## Verilen metin
Sayfalar

9 Ağustos 2014 Cumartesi

Yurttaş olmak ve sorumluluk...


Bazen öyle olur..
Sanki sihirli bir el değmiş gibi, benzer olaylar üst üste gelir...
Gazetenin mutfağında çalıştığımız için farklı servislerden gelen haberlerde bile sanki sözleşilmiş gibi ayın vakalar önümüze gelir...
Ben bunları seri cinayetler işleyen katillere benzetirim...
Nereye geleceğini tahmin ettiniz sanırım...
Arife günü yani geçen pazar öğleden sonra TEM yolundayım...
Uzun bayram tatiliyle birlikte 5 milyon kişi kenti terk etmiş.
Hasret kaldığımız bir ferahlık var her yerde... Keyifli keyifli araba kullanıyorum.
Sonra radyoyu açtım, anayolda bir halk otobüsü yanıyordu...
Fatih Sultan Mehmet Köprüsü'ne girmek üzereydim o an, benim bulunduğum noktadan 10 kilometre gerideki yangınla ilgili teyit edilmeyen ölüm bilgisi de gelince içim burkuldu.
Tam da bayram önü, nice insanların içine ne acılar düşmüştür...
İstanbul boşalıp trafikte rahatlayınca ne yazık ki sürücüler deli gibi araç kullanıp kaza yapıyor.
Tabi bu kazalar da ya ölümcül ya da ağır hasarlı oluyor.
Yani sıkışsa bir dert boş olsa bir dert...
Halk otobüsü de iddialara göre hızlı giderken kontrolü kaybedip bariyerlere çarpmış ve yanmaya başlamış.
Kapıları da açılmadığı için tam bir can pazarı yaşanmış. Sonuç 4 ölü, 20 yaralı...
Bir gün sonra bir başka halk otobüsü Şile yolunda yine yaralamalı kaza yaptı.
Cuma günü ise korkunçtu.
Kabataş'ta bir otobüs durağına daldı. Onlarca yaralı var.
Beşiktaş'ta Yıldız yokuşunu inerken birinin freni patladı, kaldırıma çıkıp zor durabildi.
Denizli'de bir otobüs markete girdi, 2 kişi öldü...
Bundan 12 gün önce Diyarbakır'da LPG yüklü tanker kaza yaptı, patladı ve yardım için duran iki yolcu otobüsü ve bir küçük araçtakilerin hepsi de alev topunun içinde kaldı.

## Görev
Otobüs kazalarını anlatan yazıda, yanan ilk halk otobüsü dışında anılan kazalar hangi yerlerde olmuş? Yer adlarını yazıdaki sırayla ver. Materyalin buradaki işle hiçbir ilgisi yoktur.

## Materyal listesi
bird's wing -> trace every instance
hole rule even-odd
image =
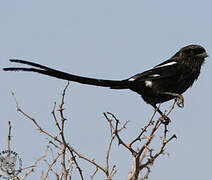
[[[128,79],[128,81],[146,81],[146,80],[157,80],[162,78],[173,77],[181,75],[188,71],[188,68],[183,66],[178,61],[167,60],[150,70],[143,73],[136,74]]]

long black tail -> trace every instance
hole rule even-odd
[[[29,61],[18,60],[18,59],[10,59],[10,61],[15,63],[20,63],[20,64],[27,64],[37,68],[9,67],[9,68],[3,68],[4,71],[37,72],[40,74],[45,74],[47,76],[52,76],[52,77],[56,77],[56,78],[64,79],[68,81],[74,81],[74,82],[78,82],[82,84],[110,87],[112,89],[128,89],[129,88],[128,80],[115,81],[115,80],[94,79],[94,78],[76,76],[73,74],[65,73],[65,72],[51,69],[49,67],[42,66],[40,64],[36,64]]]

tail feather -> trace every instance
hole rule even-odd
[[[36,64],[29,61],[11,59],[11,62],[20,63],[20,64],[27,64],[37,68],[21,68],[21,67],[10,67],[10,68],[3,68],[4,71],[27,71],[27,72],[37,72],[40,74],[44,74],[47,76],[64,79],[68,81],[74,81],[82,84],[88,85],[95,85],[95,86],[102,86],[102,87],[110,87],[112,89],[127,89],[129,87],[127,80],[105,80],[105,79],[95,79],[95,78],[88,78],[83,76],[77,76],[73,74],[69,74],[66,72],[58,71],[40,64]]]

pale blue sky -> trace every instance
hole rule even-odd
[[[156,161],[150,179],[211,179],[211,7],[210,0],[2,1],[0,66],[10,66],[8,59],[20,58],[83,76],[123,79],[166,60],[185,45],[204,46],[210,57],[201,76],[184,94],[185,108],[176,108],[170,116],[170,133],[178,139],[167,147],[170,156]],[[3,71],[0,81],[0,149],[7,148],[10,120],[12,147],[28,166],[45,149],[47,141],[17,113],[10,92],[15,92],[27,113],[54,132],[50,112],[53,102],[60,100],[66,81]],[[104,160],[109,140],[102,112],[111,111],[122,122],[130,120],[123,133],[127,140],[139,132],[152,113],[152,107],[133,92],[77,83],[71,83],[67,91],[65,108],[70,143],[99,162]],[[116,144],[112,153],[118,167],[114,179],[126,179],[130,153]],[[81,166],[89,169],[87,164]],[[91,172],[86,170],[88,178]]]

...

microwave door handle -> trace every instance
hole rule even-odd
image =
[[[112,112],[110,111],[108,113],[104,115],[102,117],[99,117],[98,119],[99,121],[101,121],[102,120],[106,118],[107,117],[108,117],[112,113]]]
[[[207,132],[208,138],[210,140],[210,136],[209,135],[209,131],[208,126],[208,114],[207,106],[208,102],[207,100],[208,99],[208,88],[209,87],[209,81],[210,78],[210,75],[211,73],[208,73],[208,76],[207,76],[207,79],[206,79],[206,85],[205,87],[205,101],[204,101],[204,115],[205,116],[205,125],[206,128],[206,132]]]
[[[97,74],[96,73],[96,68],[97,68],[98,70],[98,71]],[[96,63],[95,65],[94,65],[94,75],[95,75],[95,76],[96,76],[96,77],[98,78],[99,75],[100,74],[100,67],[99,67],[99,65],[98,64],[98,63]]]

## Yanıt
- Şile yolu
- Kabataş
- Beşiktaş, Yıldız yokuşu
- Denizli
- Diyarbakır